━━━━━ Records shown

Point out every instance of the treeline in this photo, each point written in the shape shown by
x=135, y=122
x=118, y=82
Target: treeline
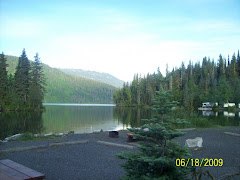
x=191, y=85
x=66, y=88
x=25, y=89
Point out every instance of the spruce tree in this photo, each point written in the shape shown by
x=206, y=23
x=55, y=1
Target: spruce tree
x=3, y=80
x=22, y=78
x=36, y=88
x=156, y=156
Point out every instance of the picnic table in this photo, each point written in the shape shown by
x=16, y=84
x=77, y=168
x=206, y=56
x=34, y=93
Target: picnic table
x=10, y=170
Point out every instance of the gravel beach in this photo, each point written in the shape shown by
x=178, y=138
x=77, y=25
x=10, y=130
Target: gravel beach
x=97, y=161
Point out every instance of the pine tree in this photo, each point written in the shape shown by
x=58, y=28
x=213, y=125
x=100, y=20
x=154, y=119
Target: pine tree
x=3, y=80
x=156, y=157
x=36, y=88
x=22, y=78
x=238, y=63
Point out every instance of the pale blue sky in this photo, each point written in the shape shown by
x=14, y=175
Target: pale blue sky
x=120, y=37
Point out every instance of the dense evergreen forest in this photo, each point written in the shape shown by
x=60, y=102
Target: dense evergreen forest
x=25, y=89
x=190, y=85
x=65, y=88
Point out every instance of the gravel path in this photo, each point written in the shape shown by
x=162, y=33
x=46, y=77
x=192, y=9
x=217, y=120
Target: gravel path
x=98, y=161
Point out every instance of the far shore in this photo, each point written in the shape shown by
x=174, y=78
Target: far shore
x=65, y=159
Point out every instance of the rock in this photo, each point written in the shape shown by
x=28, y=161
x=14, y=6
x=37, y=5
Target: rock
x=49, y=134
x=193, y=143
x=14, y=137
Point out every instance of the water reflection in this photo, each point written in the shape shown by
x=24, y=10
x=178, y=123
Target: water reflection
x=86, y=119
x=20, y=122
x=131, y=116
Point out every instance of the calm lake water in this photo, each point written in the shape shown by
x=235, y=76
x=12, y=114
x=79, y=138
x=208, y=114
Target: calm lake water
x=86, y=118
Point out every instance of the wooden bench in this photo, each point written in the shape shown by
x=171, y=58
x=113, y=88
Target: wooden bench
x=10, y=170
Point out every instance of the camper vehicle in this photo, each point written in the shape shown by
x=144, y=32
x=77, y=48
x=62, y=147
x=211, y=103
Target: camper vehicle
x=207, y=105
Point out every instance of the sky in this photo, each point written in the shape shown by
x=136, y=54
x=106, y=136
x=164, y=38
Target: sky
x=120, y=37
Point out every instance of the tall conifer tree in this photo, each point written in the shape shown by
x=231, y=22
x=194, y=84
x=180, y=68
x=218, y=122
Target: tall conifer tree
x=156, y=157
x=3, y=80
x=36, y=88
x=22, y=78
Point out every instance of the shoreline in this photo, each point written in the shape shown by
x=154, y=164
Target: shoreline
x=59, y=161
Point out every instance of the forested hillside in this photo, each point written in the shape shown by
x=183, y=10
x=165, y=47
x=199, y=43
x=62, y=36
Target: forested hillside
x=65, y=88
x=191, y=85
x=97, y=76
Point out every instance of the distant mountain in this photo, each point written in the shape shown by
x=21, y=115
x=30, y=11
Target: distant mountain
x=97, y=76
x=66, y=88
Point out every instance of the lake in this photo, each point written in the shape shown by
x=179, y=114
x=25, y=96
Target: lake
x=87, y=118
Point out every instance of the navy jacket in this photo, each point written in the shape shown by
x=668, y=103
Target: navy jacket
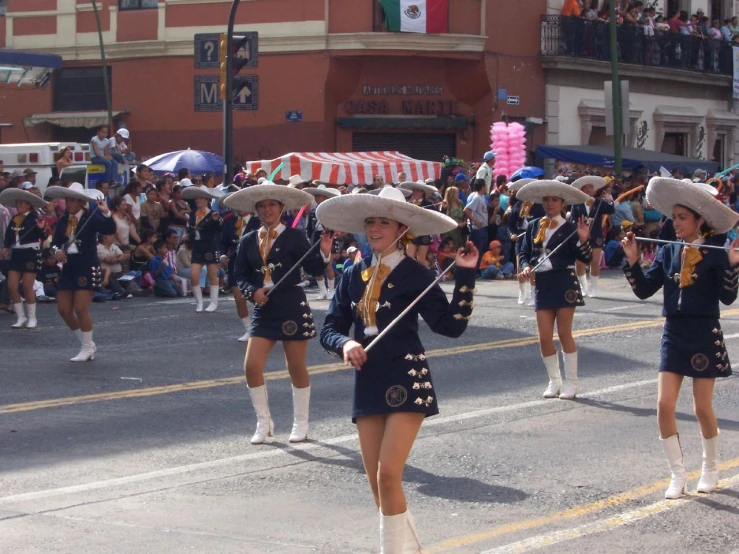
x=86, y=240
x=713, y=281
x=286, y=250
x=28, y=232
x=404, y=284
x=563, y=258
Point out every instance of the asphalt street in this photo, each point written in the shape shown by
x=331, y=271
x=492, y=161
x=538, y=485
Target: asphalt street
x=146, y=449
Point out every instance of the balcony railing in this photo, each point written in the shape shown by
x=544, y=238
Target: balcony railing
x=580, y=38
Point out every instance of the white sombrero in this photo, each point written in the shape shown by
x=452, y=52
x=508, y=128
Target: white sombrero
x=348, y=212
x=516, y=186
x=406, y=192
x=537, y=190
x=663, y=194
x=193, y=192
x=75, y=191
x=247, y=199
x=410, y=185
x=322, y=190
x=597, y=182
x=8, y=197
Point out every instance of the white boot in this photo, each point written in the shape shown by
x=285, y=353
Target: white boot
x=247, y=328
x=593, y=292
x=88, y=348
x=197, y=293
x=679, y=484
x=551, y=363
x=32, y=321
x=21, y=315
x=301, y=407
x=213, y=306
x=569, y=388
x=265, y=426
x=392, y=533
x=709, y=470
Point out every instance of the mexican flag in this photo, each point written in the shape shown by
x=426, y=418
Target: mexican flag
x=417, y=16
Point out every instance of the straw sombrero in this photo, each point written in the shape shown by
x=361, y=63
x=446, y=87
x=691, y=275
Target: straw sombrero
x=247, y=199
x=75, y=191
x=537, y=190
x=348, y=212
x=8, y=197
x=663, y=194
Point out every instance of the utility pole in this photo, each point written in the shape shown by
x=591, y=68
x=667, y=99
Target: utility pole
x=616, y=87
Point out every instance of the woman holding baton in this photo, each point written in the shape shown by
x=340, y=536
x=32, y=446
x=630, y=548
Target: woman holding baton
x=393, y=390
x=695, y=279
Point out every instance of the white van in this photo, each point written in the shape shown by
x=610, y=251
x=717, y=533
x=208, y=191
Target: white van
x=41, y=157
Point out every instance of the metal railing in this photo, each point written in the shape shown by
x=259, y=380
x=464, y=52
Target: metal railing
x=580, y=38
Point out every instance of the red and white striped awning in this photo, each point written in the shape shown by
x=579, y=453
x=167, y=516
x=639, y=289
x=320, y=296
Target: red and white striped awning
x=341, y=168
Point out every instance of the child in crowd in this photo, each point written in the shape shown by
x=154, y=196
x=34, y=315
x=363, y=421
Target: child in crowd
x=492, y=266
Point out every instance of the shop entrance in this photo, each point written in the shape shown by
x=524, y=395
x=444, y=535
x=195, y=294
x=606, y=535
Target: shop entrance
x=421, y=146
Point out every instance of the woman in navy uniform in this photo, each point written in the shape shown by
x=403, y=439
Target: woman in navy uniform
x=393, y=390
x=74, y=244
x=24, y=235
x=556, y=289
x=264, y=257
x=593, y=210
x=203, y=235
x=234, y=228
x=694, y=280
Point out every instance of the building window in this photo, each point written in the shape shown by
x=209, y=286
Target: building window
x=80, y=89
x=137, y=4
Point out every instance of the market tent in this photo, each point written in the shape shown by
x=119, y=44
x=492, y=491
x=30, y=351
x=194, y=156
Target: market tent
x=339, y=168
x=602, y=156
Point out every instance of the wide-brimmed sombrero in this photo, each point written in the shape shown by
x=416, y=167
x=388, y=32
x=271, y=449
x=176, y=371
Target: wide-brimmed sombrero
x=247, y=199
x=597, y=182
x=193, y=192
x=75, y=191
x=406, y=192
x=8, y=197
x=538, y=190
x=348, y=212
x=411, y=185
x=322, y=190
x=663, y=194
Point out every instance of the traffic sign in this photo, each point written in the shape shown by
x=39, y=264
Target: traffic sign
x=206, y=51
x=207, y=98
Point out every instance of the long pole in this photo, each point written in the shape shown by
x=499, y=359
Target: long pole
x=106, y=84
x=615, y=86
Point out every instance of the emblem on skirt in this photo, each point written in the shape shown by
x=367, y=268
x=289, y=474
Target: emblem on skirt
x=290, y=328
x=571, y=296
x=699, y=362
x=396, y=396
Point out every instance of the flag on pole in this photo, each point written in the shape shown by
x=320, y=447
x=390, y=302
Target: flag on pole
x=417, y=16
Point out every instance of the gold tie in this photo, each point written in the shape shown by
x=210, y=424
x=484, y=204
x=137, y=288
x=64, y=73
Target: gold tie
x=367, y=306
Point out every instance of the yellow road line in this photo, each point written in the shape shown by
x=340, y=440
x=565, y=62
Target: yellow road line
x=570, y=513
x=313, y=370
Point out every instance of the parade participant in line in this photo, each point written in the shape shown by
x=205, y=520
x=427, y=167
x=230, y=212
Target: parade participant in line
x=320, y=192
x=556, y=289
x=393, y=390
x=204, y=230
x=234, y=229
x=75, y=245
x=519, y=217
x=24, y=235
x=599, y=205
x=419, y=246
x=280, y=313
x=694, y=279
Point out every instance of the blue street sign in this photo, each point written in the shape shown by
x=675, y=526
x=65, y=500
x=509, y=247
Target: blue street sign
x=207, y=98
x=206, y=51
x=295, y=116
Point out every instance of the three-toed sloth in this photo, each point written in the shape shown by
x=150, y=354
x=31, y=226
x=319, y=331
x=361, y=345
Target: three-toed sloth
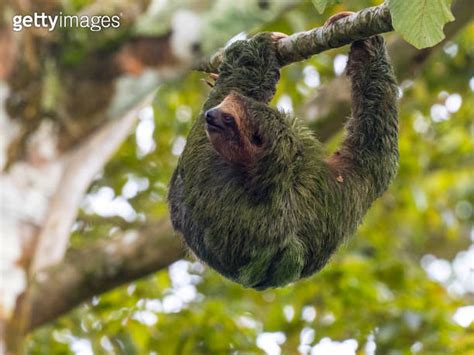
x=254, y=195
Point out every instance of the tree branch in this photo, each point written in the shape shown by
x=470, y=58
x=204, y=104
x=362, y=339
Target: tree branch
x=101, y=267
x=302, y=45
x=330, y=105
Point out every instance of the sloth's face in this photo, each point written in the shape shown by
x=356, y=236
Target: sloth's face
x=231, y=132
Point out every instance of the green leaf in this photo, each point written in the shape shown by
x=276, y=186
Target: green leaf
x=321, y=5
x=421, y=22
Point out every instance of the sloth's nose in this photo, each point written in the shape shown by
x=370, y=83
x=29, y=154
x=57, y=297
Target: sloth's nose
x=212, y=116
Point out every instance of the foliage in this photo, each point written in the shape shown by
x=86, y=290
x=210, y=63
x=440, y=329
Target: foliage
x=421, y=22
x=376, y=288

━━━━━━━━━━

The task =>
Reproduce the stretch from the start of the records through the line containing "x=238, y=63", switching "gravel beach" to "pebble beach" and leaving everything else unchanged. Omit the pictures from your answer.

Exercise solution =>
Point out every instance of the treeline in this photo, each point written in the shape shown by
x=135, y=122
x=118, y=82
Target: treeline
x=191, y=85
x=66, y=88
x=25, y=89
Point out every instance of the spruce tree in this photo, each point written in the shape shown by
x=206, y=23
x=55, y=1
Target: spruce tree
x=3, y=80
x=22, y=78
x=36, y=88
x=156, y=156
Point out every instance of the picnic table in this photo, each point written in the shape shown by
x=16, y=84
x=77, y=168
x=206, y=56
x=34, y=93
Target: picnic table
x=10, y=170
Point out every instance of the pebble beach in this photo, each point written in the shape shown by
x=178, y=138
x=77, y=25
x=10, y=130
Target: pebble beach
x=97, y=161
Point out every instance of the pine tree in this photo, each point written in the shape shown by
x=58, y=28
x=213, y=125
x=100, y=20
x=154, y=119
Target: pine tree
x=3, y=80
x=156, y=157
x=36, y=88
x=22, y=78
x=238, y=63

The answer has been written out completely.